Goal:
List only the lines of the material below that run from the line containing "Using the specimen image, mark the tire" through the line containing "[561,576,589,617]", both included, as a numbered list with blank lines omitted.

Data for the task:
•••
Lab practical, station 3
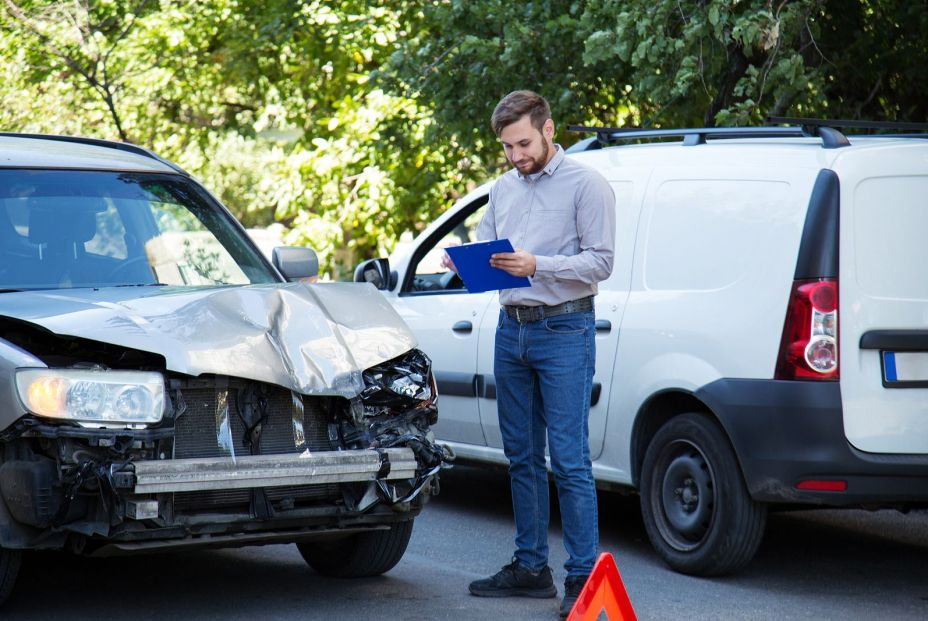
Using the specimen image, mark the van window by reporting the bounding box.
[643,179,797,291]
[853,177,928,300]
•••
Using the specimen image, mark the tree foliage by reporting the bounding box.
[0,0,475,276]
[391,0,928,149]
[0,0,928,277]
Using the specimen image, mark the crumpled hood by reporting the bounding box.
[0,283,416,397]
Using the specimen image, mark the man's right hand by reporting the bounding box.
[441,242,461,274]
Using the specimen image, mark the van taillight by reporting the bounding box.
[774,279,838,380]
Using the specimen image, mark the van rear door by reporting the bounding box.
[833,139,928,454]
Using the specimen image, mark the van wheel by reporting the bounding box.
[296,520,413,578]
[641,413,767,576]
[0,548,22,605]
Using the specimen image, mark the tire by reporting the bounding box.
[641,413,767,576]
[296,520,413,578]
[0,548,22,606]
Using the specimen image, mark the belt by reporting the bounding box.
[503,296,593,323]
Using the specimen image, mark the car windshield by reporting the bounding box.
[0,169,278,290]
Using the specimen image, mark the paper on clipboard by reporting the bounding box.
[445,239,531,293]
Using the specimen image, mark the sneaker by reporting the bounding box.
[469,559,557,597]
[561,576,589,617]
•••
Complete response:
1. Using the specimen image, mark the tire by reporting the bounding box.
2. [641,413,767,576]
3. [296,520,413,578]
4. [0,548,22,606]
5. Using the specimen image, mark the belt by reporting the bounding box.
6. [503,296,593,323]
7. Using the specimen image, mark the car windshield by reporting the bounding box.
8. [0,169,278,290]
9. Using the specimen image, mark the paper on clipboard by reporting the bounding box.
10. [445,239,531,293]
11. Using the specimen image, mark the sneaker by reporting the bounding box.
12. [469,559,557,597]
13. [561,576,589,617]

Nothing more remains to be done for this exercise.